:: What needs to be done ::
Answer with the number of lines in the records that contain "below" and with nothing else.

<<<<

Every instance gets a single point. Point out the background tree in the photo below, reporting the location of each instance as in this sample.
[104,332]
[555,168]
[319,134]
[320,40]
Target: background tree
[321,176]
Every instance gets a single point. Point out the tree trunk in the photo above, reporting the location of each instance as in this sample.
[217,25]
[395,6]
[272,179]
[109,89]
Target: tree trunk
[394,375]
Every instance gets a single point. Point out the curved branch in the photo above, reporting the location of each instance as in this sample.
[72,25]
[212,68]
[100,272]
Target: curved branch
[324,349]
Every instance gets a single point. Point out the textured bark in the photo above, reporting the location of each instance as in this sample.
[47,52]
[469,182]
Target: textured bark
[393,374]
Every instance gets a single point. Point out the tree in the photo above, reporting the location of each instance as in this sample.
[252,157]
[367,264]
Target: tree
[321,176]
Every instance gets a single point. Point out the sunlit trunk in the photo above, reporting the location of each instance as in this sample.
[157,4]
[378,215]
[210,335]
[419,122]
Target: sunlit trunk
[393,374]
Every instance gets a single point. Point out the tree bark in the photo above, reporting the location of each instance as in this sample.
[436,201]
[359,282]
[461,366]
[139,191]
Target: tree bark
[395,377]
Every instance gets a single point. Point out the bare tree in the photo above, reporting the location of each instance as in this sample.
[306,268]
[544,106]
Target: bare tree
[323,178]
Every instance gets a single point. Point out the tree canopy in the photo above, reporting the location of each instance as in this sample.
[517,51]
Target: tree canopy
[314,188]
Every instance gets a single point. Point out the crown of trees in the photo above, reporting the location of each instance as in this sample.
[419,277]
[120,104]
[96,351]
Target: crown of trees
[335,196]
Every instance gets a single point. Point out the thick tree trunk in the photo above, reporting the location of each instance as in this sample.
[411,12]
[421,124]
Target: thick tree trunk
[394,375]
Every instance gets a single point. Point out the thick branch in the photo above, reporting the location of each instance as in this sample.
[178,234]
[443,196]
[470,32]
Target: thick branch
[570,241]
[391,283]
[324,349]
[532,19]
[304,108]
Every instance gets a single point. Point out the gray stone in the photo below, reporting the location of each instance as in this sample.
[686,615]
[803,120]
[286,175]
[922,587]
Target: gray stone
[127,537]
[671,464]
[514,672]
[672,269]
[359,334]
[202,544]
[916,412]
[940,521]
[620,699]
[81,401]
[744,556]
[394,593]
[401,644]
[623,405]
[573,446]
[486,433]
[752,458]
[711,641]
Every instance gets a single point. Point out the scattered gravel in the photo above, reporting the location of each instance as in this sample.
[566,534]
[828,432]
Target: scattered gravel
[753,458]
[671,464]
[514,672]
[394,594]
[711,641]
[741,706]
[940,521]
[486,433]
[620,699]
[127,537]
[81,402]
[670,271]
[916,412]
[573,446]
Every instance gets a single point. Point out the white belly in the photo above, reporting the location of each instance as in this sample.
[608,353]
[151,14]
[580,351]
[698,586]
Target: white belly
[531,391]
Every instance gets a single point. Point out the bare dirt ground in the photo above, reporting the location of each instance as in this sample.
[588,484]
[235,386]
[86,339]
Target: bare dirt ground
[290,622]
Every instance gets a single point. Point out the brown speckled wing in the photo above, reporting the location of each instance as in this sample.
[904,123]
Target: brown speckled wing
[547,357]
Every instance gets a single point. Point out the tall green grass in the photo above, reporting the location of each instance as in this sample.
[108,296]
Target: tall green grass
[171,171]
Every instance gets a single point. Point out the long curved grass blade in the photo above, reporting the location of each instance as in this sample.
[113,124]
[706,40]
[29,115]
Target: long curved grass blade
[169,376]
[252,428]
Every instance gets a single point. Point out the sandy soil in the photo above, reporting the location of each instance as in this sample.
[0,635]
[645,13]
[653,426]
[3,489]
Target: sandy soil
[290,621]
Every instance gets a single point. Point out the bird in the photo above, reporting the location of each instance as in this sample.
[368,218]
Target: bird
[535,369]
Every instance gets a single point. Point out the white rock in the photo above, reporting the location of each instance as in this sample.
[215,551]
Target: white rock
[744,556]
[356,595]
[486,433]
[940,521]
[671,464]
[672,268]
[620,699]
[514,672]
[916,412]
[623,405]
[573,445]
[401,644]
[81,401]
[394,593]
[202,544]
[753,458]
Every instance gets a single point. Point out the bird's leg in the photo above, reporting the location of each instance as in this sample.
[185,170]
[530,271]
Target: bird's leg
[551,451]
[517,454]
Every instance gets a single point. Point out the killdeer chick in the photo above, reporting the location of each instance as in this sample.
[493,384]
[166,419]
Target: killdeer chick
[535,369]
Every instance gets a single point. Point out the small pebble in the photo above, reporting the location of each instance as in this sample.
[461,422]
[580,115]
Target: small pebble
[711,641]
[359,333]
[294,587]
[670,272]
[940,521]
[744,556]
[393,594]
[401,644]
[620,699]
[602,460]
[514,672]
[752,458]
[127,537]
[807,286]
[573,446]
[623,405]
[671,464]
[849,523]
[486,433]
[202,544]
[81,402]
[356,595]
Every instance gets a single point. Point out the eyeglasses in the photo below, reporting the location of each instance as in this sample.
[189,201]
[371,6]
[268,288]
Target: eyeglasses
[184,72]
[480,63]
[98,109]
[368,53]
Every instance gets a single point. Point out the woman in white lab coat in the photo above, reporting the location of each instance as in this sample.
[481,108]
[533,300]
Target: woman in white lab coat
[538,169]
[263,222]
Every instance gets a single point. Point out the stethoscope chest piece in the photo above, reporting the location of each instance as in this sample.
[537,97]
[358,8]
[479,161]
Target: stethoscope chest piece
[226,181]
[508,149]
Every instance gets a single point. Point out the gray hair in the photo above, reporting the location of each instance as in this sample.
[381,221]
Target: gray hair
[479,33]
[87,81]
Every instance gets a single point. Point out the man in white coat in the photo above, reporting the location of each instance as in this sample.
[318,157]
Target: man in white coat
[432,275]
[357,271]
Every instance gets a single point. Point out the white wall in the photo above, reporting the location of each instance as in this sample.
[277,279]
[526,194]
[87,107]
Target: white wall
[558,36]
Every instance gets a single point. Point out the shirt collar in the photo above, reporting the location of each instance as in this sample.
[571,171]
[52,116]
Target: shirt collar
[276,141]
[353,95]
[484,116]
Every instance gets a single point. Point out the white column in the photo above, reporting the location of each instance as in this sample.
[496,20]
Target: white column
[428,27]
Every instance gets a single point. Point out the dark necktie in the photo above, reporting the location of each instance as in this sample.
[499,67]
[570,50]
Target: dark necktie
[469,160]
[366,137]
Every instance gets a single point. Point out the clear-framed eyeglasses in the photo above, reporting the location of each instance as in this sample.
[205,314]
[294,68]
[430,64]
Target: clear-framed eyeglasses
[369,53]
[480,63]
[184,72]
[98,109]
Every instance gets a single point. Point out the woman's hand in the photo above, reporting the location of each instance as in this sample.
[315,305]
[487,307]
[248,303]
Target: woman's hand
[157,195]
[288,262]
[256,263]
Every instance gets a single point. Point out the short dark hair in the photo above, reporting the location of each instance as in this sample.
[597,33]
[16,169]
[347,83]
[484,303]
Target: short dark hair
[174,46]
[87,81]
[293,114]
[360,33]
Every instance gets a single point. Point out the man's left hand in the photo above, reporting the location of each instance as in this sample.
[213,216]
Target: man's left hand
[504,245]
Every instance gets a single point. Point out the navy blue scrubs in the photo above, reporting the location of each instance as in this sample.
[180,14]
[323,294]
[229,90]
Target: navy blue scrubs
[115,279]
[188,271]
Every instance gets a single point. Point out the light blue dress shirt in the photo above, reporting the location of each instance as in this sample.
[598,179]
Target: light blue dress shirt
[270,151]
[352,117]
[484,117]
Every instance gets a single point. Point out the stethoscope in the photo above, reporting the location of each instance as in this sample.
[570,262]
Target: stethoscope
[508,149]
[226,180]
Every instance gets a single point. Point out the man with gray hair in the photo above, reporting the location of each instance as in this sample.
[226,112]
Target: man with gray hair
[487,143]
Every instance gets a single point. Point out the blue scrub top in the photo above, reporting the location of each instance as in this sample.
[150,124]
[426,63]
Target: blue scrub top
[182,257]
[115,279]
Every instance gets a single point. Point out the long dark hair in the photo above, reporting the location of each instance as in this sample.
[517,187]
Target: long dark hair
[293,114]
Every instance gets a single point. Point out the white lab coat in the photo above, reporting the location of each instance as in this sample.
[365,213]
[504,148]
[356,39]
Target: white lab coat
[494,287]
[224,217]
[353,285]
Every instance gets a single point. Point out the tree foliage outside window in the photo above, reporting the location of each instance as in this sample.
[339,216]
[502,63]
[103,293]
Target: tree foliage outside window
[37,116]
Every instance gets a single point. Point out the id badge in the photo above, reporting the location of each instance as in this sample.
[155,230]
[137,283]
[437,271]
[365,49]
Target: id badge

>>>>

:: Task solution ::
3